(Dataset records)
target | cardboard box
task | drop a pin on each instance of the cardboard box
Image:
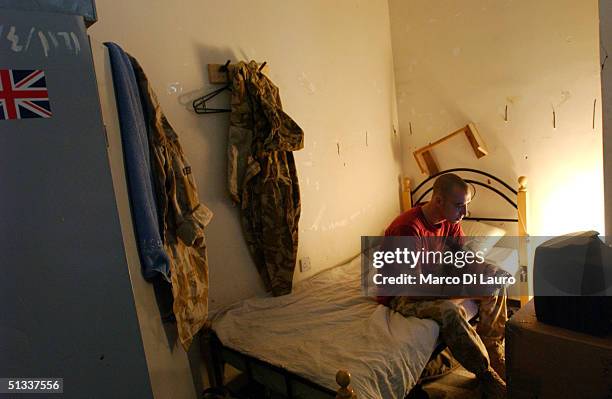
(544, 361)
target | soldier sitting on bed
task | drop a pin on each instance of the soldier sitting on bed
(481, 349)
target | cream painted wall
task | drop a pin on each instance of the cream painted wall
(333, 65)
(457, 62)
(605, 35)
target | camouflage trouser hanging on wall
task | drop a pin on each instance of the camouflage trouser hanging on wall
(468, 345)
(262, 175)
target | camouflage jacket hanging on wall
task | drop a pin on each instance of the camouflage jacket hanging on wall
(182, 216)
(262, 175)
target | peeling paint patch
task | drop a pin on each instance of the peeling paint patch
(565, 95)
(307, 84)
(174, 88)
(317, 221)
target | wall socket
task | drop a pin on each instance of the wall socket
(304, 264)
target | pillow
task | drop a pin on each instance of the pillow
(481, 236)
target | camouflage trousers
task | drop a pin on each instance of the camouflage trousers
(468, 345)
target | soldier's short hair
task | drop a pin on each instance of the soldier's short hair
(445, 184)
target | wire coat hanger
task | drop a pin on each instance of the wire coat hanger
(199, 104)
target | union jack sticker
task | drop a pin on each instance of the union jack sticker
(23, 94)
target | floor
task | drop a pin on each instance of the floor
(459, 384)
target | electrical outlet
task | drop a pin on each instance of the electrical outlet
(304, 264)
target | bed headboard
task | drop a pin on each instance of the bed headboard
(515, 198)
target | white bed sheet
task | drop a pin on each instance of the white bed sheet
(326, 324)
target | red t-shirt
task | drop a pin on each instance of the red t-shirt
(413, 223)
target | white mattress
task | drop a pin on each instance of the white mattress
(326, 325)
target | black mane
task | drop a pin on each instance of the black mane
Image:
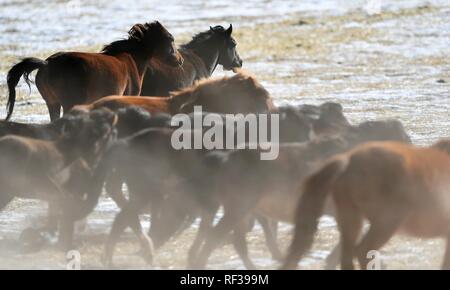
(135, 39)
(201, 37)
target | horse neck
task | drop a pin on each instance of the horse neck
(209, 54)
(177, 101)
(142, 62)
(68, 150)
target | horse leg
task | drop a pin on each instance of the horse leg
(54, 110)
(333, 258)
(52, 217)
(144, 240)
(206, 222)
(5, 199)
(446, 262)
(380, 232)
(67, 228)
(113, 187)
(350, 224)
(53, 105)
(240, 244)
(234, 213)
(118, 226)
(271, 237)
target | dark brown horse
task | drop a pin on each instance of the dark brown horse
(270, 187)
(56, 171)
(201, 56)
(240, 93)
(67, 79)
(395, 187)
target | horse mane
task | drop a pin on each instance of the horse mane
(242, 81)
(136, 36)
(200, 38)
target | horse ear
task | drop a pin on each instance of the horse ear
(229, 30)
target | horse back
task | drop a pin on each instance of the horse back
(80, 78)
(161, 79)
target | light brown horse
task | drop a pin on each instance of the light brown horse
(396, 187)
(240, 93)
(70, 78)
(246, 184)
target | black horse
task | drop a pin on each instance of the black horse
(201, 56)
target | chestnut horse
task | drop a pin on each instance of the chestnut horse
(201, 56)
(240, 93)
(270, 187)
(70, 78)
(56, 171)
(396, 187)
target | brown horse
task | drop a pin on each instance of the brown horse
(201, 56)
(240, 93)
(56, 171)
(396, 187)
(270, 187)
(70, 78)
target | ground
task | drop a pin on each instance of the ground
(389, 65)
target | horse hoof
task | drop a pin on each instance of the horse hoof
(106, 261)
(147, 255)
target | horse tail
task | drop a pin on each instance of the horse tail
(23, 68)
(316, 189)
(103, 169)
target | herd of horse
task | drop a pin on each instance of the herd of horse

ACTIVITY: Write out the line containing "task | drop a pin on each instance of the brown" and every line after it through the end of the entries. Keep each one exactly as it is, and add nothing.

ANSWER:
task | drop a pin on each instance of the brown horse
(201, 56)
(240, 93)
(56, 171)
(396, 187)
(270, 187)
(70, 78)
target | ground
task | drop a pin on each instance of the ground
(389, 65)
target | horse hoof
task | drop a pin on each instance of the horse hoof
(106, 261)
(147, 255)
target | horse tail
task | drop a pin on each instance of the horse tail
(23, 68)
(316, 189)
(103, 169)
target | herd of horse
task | drop a pin on each instance of the herd of horse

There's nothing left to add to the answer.